**Textauszug**
Beim Oberlandesgericht Düsseldorf, 20 U 152/22 und 20 U 72/22, ging es um die Zulässigkeit der Bewerbung von Produkten mit dem Schlagwort „Klimaneutral“ – wobei die Klimaneutralität hier bilanziell mit Kompensationsmaßnahmen erreicht wurde, das Produkt an sich aber nicht klimaneutral hergestellt wurde. Das OLG bestätigt, insoweit, als solche Produkte zwar als klimaneutral beworben werden dürfen, allerdings Aufklärungspflichten hinsichtlich der erlangten Klimaneutralität bestehen.
Hinweis: Die in einem Verfahren vorhergehende und bestätigte Entscheidung des Landgerichts Mönchengladbach (8 O 17/21) bespreche ich in einer der nächsten Ausgaben des JurisPR-IT-Recht!

**Zu erledigen**
1/ Gib aus dem Textauszug zum Urteil des OLG Düsseldorf wörtlich den Teil wieder, der mit den Worten „Hinweis: Die in“ beginnt und mit „Ausgaben des JurisPR-IT-Recht!“ endet.
2/ Welches Gericht hat laut dem Textauszug zum Urteil des OLG Düsseldorf die vorhergehende, bestätigte Entscheidung getroffen?

**Vorliegende Datensätze**
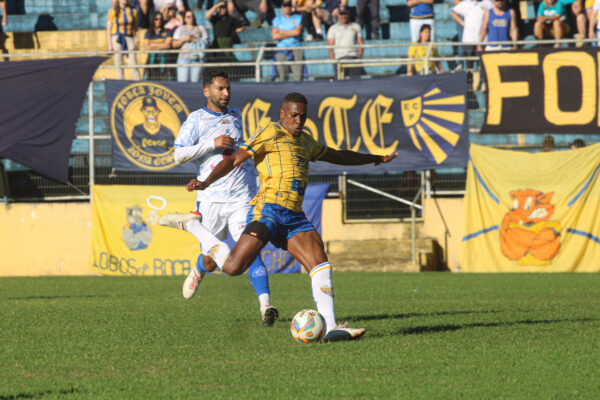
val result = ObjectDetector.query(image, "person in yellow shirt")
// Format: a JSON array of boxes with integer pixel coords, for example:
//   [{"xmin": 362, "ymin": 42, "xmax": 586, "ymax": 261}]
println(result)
[
  {"xmin": 406, "ymin": 24, "xmax": 444, "ymax": 75},
  {"xmin": 106, "ymin": 0, "xmax": 140, "ymax": 80},
  {"xmin": 186, "ymin": 92, "xmax": 398, "ymax": 341}
]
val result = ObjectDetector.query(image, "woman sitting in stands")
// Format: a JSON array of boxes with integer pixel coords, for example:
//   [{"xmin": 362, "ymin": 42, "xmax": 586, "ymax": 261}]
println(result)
[
  {"xmin": 173, "ymin": 10, "xmax": 208, "ymax": 82},
  {"xmin": 106, "ymin": 0, "xmax": 140, "ymax": 80},
  {"xmin": 144, "ymin": 12, "xmax": 173, "ymax": 81}
]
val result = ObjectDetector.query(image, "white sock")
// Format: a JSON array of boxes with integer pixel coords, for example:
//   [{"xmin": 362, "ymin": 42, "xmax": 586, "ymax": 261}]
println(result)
[
  {"xmin": 185, "ymin": 219, "xmax": 231, "ymax": 271},
  {"xmin": 258, "ymin": 293, "xmax": 271, "ymax": 312},
  {"xmin": 310, "ymin": 262, "xmax": 337, "ymax": 332}
]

**Als Antwort**
1/
Hinweis: Die in einem Verfahren vorhergehende und bestätigte Entscheidung des Landgerichts Mönchengladbach (8 O 17/21) bespreche ich in einer der nächsten Ausgaben des JurisPR-IT-Recht!

2/ Das Landgericht Mönchengladbach (8 O 17/21).